▶ [Tasks to complete]
**1.** Update the breast cancer paper by writing out everything from "Random Forest Modelling" down to "to this work.", with "Cancer Centre" changed to "Cancer Center".
**2.** Answer these from the breast cancer paper:
(a) What postal code is listed for the School of Cancer and Pharmaceutical Sciences?
(b) Which university is the Division of Oncology part of?
(c) What kind of modelling does the title name?
**3.** Proceed with the breast cancer paper, picking up right after its last line.

Random Forest Modelling of High-Dimensional Mixed-Type Data for Breast Cancer Classification
Cancer Bioinformatics, Cancer Centre at Guy’s Hospital, King’s College London, London SE1 9RT, UK
School of Cancer and Pharmaceutical Sciences, King’s College London, London SE1 1UL, UK
Breast Cancer Now Research Unit, Cancer Centre at Guy’s Hospital, King’s College London, London SE1 9RT, UK
Division of Oncology, Department of Clinical Sciences Lund, Lund University, Medicon Village, SE-223 81 Lund, Sweden
Author to whom correspondence should be addressed.
These authors contributed equally to this work.

▶ [Recorded information]
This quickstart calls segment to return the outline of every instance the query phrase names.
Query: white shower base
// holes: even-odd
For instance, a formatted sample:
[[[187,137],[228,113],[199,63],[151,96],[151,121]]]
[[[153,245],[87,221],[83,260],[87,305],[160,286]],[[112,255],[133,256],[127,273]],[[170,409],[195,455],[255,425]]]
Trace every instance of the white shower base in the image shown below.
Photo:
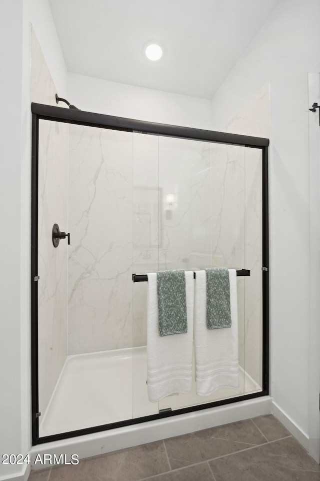
[[[48,407],[41,416],[40,436],[148,416],[167,407],[173,410],[262,390],[240,368],[238,389],[219,389],[210,396],[200,396],[196,393],[194,382],[190,394],[170,396],[153,403],[148,399],[146,372],[145,346],[68,356]]]

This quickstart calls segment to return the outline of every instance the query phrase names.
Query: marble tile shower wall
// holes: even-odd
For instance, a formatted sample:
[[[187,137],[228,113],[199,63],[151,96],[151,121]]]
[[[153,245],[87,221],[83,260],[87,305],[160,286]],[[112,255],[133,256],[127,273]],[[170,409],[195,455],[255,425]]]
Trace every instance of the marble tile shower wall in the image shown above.
[[[132,137],[70,126],[70,354],[132,345]]]
[[[56,87],[32,33],[32,102],[56,105]],[[68,126],[40,121],[38,170],[39,410],[44,414],[68,354],[68,249],[55,249],[54,224],[68,228]],[[59,179],[57,182],[57,179]],[[41,419],[41,418],[40,418]],[[40,425],[41,429],[41,424]]]

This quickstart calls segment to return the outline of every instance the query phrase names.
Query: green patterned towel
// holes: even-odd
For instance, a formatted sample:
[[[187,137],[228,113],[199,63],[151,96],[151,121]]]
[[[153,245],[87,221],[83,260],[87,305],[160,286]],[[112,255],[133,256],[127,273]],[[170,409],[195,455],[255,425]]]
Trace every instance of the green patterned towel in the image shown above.
[[[160,336],[188,332],[184,271],[156,273]]]
[[[206,269],[206,327],[231,327],[230,283],[228,269]]]

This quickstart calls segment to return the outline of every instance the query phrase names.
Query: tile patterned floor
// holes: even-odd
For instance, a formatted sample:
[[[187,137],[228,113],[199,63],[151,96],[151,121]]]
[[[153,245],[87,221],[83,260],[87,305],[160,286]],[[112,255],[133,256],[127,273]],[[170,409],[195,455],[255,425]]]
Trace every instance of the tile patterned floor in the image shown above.
[[[272,414],[32,472],[29,481],[320,481]]]

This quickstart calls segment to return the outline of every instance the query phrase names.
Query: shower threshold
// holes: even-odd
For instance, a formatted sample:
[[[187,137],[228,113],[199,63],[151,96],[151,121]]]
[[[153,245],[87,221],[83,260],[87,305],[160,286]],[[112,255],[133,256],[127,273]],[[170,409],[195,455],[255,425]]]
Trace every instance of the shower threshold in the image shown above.
[[[146,377],[146,346],[68,356],[48,407],[40,417],[40,437],[156,414],[162,409],[182,409],[262,390],[240,367],[237,389],[220,389],[210,396],[198,396],[194,381],[188,394],[170,396],[158,403],[150,402]]]

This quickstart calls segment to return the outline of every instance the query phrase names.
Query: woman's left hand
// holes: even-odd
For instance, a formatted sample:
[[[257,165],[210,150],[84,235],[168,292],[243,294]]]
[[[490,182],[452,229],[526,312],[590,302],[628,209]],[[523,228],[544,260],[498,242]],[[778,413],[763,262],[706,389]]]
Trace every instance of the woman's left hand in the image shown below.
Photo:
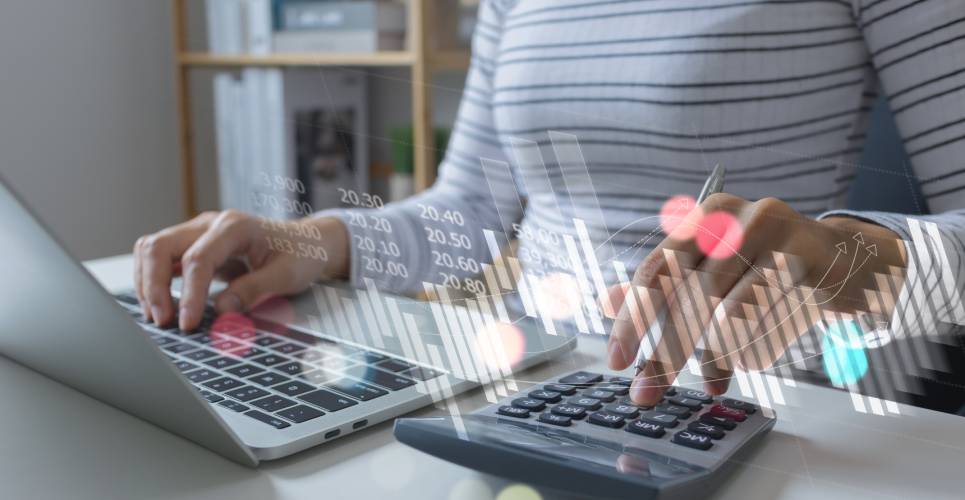
[[[894,232],[849,217],[816,221],[773,198],[715,194],[685,205],[664,214],[667,237],[604,305],[616,319],[610,367],[629,367],[641,340],[649,354],[634,402],[656,404],[701,347],[705,390],[721,394],[734,367],[771,366],[821,320],[890,317],[892,289],[880,288],[899,290],[905,268]],[[655,322],[660,333],[646,336]]]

▶ [Per-task answers]
**1.**
Random Forest Modelling of High-Dimensional Mixed-Type Data for Breast Cancer Classification
Cancer Bioinformatics, Cancer Center at Guy’s Hospital, King’s College London, London SE1 9RT, UK
School of Cancer and Pharmaceutical Sciences, King’s College London, London SE1 1UL, UK
Breast Cancer Now Research Unit, Cancer Center at Guy’s Hospital, King’s College London, London SE1 9RT, UK
Division of Oncology, Department of Clinical Sciences Lund, Lund University, Medicon Village, SE-223 81 Lund, Sweden
Author to whom correspondence should be addressed.
These authors contributed equally to this work.

**2.**
(a) SE1 1UL
(b) Lund University
(c) Random forest modelling

**3.**
Academic Editor: Maggie Chon U Cheang
Received: 28 December 2020
Revised: 16 February 2021
Accepted: 20 February 2021
Published: 27 February 2021
Breast cancer is a complex disease, and the identification of its underlying molecular mechanisms is critical for the development of treatment strategies. The purpose of this study was to implement a computational framework that is capable of combining many types of data into a meaningful classification. While our approach can be used on many types of data and in many diseases, we applied this framework to breast cancer data and identified six triple-negative breast cancer subtypes with distinct underlying molecular mechanisms. The relevance of our approach is highlighted by the clinical outcome analysis in which a group of patients responding poorly to standard-of-care adjuvant chemotherapy was identified. This study serves as a starting point for our computational framework, which can be extended to different types of data from different diseases.